■ DESCRIPTION OF THE TASK
Quote all of the data exactly as given. Skip every picture it contains.

■ RECORDED INFORMATION
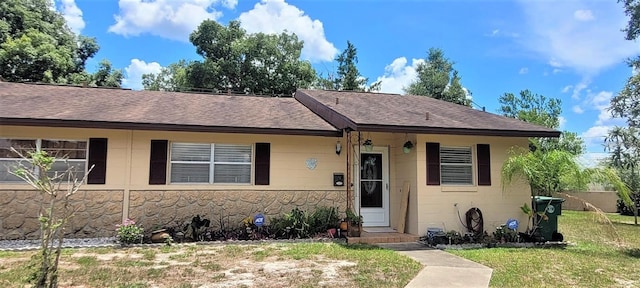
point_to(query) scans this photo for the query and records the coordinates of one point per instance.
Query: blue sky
(571, 50)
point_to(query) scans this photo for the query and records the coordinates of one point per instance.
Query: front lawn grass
(597, 259)
(261, 265)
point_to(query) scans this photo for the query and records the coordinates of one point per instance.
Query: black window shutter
(97, 159)
(484, 165)
(263, 158)
(433, 163)
(158, 162)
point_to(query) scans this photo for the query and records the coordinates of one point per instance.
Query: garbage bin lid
(540, 199)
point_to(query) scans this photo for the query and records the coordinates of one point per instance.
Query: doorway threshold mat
(379, 230)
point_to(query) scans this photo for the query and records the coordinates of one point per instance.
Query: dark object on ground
(624, 209)
(557, 237)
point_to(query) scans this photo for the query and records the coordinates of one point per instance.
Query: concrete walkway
(442, 269)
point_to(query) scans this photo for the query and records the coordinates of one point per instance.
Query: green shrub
(129, 232)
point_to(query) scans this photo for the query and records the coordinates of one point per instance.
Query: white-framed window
(74, 152)
(456, 165)
(210, 163)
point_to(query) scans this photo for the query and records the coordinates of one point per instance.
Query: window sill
(459, 188)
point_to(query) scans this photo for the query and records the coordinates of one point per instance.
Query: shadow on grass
(359, 246)
(632, 252)
(624, 223)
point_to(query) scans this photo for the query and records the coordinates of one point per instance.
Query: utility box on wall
(338, 179)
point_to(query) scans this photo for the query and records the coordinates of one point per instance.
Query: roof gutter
(456, 131)
(164, 127)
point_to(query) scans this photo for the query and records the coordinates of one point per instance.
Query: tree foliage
(438, 79)
(540, 110)
(548, 172)
(171, 78)
(347, 78)
(37, 45)
(237, 61)
(623, 143)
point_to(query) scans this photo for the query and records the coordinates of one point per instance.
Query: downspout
(127, 179)
(359, 166)
(348, 172)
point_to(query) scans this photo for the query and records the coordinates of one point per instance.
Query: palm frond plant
(552, 172)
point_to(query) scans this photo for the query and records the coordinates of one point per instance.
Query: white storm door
(373, 187)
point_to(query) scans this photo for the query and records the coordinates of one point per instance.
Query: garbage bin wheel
(557, 237)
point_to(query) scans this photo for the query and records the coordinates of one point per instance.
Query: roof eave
(164, 127)
(455, 131)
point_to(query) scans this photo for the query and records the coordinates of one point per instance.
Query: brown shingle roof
(398, 113)
(69, 106)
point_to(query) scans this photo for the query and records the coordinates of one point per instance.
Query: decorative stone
(13, 221)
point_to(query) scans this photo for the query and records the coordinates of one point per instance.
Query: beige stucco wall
(605, 200)
(95, 213)
(128, 172)
(437, 204)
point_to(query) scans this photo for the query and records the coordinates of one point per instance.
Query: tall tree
(540, 110)
(438, 79)
(237, 61)
(623, 143)
(37, 45)
(170, 78)
(347, 77)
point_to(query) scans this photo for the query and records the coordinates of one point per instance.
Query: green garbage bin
(547, 229)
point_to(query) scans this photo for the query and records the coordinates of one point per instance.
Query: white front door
(372, 197)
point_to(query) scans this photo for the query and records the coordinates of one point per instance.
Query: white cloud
(72, 14)
(582, 85)
(171, 19)
(229, 3)
(562, 121)
(584, 46)
(398, 75)
(276, 16)
(601, 102)
(594, 136)
(135, 70)
(500, 33)
(583, 15)
(555, 63)
(592, 159)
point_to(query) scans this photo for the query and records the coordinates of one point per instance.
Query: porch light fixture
(406, 148)
(368, 145)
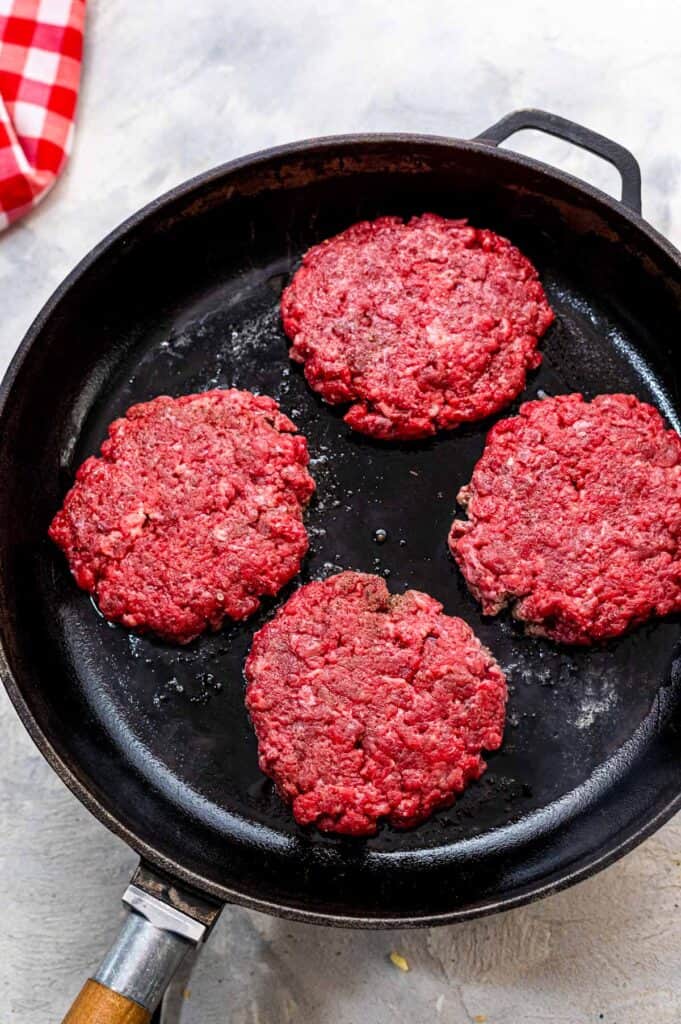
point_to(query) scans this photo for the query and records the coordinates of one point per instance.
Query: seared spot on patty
(370, 706)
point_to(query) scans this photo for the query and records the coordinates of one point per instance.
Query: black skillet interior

■ WRITTEN SOLUTION
point_to(query) scans this photo for the query and records the coordinates of one point per instance.
Query: blue sky
(571, 50)
point_to(query) scans this photo for the query and records the coordinates of one point per instance.
Query: front lawn grass
(597, 259)
(261, 265)
point_to(query) scans this photo for the query and records the coordinates of one point per instance.
Query: black window shutter
(97, 159)
(484, 165)
(263, 158)
(433, 163)
(158, 162)
point_to(query) scans this photo for the query and records the coordinates of one point per instance.
Query: garbage bin lid
(540, 199)
point_to(query) scans this photo for the query and records the coordinates of one point per instance.
Query: doorway threshold mat
(379, 230)
point_to(query) scans this photo for the query and records the coordinates of one point per instance.
Query: dark object on ground
(624, 209)
(557, 237)
point_to(query) scans this photo for the query and records the coordinates of one point per instance.
Query: concrete walkway
(442, 269)
point_to(query) scans this photo for the query and records the coordinates of one point per instance.
Query: green shrub
(129, 232)
point_to(query) scans this photo for the query and records the coordinates of one point per instance.
Query: white-framed window
(74, 152)
(456, 165)
(210, 163)
point_to(query) scans this photo for the query and records the coordinates of one point per instance.
Query: window sill
(459, 188)
point_to(query) scans this photo for the query and records the coordinates of one point per instance.
Query: shadow on grass
(359, 246)
(632, 252)
(624, 223)
point_to(query) scans this photo for the query and records the coordinates of one point per instance.
Query: utility box on wall
(338, 179)
point_to(query) scans this photo for the query and records the coordinates of one point per instance.
Query: roof gutter
(456, 131)
(164, 127)
point_to(query) scans this photo for the query and records the coordinates of one point per instance.
Query: tree foliage
(438, 79)
(540, 110)
(548, 172)
(171, 78)
(347, 78)
(37, 45)
(237, 61)
(623, 143)
point_to(query) scans this photo for the query and records the coordinates of one point per instance.
Query: downspout
(127, 179)
(359, 166)
(348, 172)
point_to(query) scans this photo for the query and records the coordinates of one point per instance.
Query: palm frond plant
(552, 172)
point_to(query) scans this photo for the query and records the coordinates of one point per instance.
Query: white storm door
(373, 187)
point_to(query) scans this photo for the query and records the coordinates of one point per instance.
Query: garbage bin wheel
(557, 237)
point_to(query) scans this photo for the query and records the coordinates of one point per instance.
Query: roof eave
(164, 127)
(455, 131)
point_to(query) scans this photo for the query and records the coordinates of one point per instance.
Query: brown shingle roof
(398, 113)
(69, 106)
point_to(query) scans this photo for the query and records the coordinates of one point per instance.
Query: decorative stone
(13, 221)
point_to(query) scans this photo for the query and records the coordinates of one point per instance.
Query: beige stucco wall
(605, 200)
(95, 213)
(128, 172)
(437, 204)
point_to(query) scans this photo for the query and records the coordinates of one point per instance.
Query: tall tree
(540, 110)
(438, 79)
(237, 61)
(623, 143)
(37, 45)
(170, 78)
(347, 77)
point_to(query) scans this photo for the query and records the coordinates of one point per instance.
Query: green garbage bin
(547, 229)
point_to(query) scans this photo for the query and records the coordinates of one point per instance.
Query: white front door
(372, 197)
point_to(query) scans this photo for the query and records the coordinates of one point per instance.
Query: white cloud
(72, 14)
(582, 85)
(171, 19)
(229, 3)
(562, 121)
(584, 46)
(398, 75)
(276, 16)
(601, 102)
(594, 136)
(135, 70)
(500, 33)
(583, 15)
(555, 63)
(592, 159)
point_to(query) scans this photo for the query and records the coordinates of one point per instance.
Query: porch light fixture
(406, 148)
(368, 145)
point_to(query) scans this photo for the query and records the coordinates of one point per instance.
Query: seared spot on patty
(370, 706)
point_to(query) scans this photo for the query and records the coordinates of one point per instance.
Query: black skillet interior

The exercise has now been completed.